Exercise aim —
In the data below, copy everything from the line containing "Rules: pick out each instance of the tall dark" down to the line containing "[[400, 785], [1018, 429], [340, 816], [1219, 608], [579, 790]]", with both of those lines included, character for character.

Supplied material —

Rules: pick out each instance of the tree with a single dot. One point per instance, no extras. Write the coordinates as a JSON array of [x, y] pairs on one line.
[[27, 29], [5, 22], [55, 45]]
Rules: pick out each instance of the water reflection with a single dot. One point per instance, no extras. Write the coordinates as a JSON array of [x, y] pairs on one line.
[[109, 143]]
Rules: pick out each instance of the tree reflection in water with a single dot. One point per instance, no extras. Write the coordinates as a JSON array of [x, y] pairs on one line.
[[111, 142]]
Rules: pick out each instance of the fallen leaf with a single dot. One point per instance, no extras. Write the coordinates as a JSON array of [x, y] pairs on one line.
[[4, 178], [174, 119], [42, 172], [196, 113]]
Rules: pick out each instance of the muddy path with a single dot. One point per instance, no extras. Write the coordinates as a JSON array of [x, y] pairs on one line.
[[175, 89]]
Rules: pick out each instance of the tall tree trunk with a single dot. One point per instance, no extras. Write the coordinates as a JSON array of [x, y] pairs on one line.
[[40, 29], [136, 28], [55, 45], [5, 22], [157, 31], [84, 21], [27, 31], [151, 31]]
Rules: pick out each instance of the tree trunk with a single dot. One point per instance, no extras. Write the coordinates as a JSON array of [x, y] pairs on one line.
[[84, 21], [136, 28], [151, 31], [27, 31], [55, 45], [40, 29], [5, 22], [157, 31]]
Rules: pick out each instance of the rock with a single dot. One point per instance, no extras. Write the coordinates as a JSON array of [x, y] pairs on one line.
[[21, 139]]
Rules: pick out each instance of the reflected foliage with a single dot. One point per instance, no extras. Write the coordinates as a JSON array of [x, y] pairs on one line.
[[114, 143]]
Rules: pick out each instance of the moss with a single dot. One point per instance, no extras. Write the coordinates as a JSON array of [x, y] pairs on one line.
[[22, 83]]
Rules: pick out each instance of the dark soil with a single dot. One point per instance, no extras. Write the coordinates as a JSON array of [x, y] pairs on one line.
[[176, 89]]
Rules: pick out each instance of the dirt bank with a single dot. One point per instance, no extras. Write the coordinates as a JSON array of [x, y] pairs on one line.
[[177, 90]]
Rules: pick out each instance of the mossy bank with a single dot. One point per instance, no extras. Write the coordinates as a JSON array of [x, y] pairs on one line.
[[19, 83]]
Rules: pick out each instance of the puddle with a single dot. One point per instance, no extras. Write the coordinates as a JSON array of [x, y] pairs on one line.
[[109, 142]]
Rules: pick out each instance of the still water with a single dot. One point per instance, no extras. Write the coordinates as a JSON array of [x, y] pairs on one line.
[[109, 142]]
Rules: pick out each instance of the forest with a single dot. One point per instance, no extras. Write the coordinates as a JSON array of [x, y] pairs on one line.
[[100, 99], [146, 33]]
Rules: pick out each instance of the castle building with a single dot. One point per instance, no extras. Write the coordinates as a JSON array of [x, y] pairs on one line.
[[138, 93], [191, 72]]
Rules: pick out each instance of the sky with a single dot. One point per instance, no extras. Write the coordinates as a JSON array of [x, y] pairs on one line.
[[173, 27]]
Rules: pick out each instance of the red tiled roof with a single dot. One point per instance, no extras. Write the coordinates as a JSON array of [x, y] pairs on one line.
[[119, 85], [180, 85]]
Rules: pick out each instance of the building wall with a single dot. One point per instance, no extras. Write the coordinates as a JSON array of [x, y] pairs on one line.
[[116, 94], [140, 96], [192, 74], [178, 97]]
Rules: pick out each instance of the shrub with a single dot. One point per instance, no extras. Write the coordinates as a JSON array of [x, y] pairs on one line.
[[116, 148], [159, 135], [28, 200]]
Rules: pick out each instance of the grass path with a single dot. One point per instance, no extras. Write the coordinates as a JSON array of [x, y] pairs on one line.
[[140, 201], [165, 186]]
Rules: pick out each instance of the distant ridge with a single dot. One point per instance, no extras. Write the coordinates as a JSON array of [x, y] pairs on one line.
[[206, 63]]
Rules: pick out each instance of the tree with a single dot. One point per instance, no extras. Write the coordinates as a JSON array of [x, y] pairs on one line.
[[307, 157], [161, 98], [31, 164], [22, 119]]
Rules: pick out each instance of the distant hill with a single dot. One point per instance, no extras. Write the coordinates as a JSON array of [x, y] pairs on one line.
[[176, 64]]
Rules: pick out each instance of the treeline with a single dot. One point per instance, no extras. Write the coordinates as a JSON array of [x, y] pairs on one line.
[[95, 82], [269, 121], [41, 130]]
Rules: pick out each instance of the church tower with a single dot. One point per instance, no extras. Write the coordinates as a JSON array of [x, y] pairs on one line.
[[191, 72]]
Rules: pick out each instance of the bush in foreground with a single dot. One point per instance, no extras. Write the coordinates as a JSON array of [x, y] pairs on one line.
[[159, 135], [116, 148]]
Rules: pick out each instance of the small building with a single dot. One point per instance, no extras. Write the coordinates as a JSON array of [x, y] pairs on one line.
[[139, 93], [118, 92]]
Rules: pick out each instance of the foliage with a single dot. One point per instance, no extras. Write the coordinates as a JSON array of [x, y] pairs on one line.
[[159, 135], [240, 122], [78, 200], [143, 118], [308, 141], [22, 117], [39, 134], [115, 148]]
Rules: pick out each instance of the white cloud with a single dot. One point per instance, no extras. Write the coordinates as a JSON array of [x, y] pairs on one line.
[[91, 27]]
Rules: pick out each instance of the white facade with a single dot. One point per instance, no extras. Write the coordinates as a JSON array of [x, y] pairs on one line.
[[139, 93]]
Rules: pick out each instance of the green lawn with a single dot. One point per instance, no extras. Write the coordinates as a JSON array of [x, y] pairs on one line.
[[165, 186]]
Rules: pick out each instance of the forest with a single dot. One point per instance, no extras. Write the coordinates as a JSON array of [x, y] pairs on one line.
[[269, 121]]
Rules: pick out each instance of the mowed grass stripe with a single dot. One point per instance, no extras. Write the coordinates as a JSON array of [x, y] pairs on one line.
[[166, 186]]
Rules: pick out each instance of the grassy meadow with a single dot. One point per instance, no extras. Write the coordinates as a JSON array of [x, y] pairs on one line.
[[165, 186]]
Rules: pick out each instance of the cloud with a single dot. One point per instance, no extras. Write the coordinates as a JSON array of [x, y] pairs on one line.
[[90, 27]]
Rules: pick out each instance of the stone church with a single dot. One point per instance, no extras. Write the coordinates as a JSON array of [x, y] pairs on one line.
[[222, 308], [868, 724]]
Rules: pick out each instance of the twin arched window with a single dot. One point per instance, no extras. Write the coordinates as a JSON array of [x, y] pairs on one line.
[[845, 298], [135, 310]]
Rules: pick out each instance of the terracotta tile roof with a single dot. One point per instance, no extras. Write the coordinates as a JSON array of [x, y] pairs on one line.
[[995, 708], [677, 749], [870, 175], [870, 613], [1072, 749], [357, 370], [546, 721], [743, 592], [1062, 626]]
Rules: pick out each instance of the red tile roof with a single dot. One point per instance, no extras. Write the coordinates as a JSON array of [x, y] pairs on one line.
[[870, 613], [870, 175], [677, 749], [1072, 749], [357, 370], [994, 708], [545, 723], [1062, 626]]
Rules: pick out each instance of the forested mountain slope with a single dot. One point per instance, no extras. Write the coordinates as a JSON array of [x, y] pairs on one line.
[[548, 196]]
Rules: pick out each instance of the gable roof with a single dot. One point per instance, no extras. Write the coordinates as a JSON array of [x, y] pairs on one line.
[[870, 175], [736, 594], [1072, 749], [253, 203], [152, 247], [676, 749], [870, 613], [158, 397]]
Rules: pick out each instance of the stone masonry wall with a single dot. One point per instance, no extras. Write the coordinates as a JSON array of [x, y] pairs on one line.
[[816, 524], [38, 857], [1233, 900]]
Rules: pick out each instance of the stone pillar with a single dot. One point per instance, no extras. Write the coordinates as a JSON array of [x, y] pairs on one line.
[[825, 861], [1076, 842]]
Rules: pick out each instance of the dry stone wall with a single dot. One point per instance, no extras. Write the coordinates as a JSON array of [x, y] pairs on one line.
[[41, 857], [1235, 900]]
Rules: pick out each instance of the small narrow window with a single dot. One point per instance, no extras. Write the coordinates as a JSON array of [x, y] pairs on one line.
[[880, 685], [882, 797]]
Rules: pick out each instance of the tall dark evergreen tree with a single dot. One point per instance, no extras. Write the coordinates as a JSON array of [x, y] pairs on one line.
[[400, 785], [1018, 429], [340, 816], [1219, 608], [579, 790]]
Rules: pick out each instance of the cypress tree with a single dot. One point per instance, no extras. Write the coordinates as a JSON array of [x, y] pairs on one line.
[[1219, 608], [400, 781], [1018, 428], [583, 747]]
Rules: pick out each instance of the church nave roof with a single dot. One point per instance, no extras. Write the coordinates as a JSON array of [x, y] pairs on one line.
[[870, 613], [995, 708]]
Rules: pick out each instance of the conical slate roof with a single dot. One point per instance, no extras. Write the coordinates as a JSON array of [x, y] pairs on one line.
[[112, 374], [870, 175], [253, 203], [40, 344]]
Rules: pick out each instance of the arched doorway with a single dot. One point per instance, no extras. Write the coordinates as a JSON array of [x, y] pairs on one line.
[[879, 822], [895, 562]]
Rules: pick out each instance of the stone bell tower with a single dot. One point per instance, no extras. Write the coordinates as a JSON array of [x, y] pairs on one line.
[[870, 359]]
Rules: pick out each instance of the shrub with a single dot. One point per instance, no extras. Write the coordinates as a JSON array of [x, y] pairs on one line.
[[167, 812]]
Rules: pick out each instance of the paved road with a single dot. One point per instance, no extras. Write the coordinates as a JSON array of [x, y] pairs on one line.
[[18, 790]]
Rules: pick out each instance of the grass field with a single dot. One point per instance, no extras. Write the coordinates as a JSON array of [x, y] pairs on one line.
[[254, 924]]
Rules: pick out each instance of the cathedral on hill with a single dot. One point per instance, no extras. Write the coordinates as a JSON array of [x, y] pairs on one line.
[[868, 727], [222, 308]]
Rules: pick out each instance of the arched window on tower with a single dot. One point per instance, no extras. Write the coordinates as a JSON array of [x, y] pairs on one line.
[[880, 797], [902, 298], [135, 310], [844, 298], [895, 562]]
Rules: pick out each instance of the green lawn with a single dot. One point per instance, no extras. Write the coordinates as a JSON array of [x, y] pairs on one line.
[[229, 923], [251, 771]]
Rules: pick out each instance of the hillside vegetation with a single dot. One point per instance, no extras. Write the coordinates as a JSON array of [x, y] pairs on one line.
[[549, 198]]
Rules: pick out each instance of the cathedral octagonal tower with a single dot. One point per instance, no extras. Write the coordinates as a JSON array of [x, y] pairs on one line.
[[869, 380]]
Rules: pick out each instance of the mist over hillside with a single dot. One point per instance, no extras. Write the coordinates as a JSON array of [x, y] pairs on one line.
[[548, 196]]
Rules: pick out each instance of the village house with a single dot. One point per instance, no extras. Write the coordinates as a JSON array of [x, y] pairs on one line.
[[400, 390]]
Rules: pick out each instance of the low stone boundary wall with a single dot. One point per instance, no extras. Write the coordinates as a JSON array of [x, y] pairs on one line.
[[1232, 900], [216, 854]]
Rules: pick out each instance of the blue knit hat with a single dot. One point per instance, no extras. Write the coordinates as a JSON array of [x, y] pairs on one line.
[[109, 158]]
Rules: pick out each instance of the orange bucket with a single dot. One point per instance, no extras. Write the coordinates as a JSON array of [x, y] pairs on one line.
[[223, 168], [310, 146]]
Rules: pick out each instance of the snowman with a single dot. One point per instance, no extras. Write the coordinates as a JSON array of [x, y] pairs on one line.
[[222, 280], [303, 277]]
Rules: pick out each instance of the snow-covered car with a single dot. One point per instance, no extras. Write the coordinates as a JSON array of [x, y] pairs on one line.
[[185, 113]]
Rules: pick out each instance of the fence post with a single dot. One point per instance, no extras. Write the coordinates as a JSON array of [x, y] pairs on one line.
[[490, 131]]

Final result —
Rules: pick out each instance of the tall dark evergreen tree with a single dot. One point per instance, no extras. Write the coordinates as a JSON array of [x, y] pairs on one line.
[[400, 785], [1018, 429], [340, 816], [1219, 608], [579, 790]]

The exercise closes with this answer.